When the line containing "Target: red plumage with white spot" is found in the data below, copy it and each line after it through the line containing "[[171, 14], [452, 289], [385, 140]]", exactly and with no others.

## Study material
▽

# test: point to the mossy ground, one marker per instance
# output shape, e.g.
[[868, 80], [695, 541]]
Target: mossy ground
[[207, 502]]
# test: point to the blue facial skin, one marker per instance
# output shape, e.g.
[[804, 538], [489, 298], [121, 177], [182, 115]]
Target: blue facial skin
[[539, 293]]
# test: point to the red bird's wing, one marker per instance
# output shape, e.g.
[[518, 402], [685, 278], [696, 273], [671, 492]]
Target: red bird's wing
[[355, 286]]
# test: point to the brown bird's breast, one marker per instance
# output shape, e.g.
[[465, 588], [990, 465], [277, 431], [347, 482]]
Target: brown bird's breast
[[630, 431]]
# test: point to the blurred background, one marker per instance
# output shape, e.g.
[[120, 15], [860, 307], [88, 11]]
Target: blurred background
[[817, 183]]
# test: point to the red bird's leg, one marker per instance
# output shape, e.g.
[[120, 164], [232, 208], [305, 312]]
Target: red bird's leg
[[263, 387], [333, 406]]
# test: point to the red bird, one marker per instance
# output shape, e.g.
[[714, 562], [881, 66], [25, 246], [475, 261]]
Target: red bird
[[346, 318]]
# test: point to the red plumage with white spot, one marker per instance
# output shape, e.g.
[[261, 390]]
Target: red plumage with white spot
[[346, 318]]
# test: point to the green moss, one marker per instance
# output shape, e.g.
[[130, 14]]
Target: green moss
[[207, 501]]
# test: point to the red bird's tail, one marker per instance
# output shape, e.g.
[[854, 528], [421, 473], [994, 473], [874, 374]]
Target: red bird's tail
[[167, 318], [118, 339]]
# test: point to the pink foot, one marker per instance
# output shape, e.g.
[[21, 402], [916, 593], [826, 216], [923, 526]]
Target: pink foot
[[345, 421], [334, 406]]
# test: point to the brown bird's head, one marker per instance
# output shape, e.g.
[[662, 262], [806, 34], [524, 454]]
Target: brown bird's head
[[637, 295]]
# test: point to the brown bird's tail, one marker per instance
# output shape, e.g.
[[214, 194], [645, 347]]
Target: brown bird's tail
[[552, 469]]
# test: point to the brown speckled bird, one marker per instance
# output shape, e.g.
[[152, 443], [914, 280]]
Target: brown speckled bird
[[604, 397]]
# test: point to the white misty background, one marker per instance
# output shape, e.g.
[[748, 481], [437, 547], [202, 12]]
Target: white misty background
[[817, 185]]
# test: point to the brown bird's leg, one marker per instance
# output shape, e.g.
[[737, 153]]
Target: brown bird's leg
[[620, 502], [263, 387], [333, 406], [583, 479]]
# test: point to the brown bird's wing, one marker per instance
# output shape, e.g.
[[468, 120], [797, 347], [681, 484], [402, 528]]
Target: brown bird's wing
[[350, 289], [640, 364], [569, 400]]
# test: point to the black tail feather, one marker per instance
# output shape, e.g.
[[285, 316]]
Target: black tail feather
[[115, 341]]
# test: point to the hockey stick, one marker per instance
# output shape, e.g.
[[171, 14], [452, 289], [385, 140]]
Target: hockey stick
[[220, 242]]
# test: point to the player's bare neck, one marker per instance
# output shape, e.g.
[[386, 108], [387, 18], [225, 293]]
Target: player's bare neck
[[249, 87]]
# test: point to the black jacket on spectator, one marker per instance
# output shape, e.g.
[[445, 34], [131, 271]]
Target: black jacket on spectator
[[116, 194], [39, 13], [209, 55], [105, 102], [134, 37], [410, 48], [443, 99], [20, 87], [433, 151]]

△

## Answer to the problem
Target: red plumage with white spot
[[346, 318]]
# test: point to the green moss, one marker per instance
# output shape, e.g.
[[130, 14]]
Target: green moss
[[207, 501]]
# test: point to the red bird's tail, one marker per instance
# output shape, e.g.
[[854, 528], [421, 473], [994, 473], [874, 374]]
Target: red bird's tail
[[167, 318], [118, 339]]
# test: point to the pink foot, one marker per instance
# output shape, e.g.
[[21, 402], [916, 593], [826, 216], [923, 526]]
Target: pink foot
[[345, 421], [334, 406]]
# test: point to the brown bird's head, one marker per instance
# output shape, e.g.
[[662, 262], [806, 34], [524, 454]]
Target: brown bird's head
[[637, 295]]
# test: point to the brown bird's tail, one marker per instance
# output shape, e.g.
[[214, 194], [645, 347]]
Target: brown bird's tail
[[552, 469]]
# test: point to the brown speckled bird, one marker per instance
# output shape, e.g.
[[152, 443], [914, 280]]
Target: brown speckled bird
[[604, 397]]
# test: point to the white misty background, one marker per instance
# output shape, e.g.
[[748, 481], [437, 547], [202, 12]]
Target: white misty background
[[817, 185]]
# test: point to the brown bird's leg, one marker per instance
# output shape, e.g.
[[737, 153]]
Target: brown bird's leg
[[620, 502], [263, 387], [333, 406], [583, 479]]
# test: point to the brown bird's wing, one marker per instance
# output shape, e.g.
[[468, 120], [797, 347], [681, 484], [402, 528]]
Target: brown bird's wing
[[350, 289], [640, 364], [569, 400]]
# test: point to the black tail feather, one marker per instance
# output shape, e.g.
[[285, 316]]
Target: black tail feather
[[115, 341]]
# test: point to the hockey stick, one marker per instance
# output shape, e.g.
[[171, 14], [452, 289], [385, 140]]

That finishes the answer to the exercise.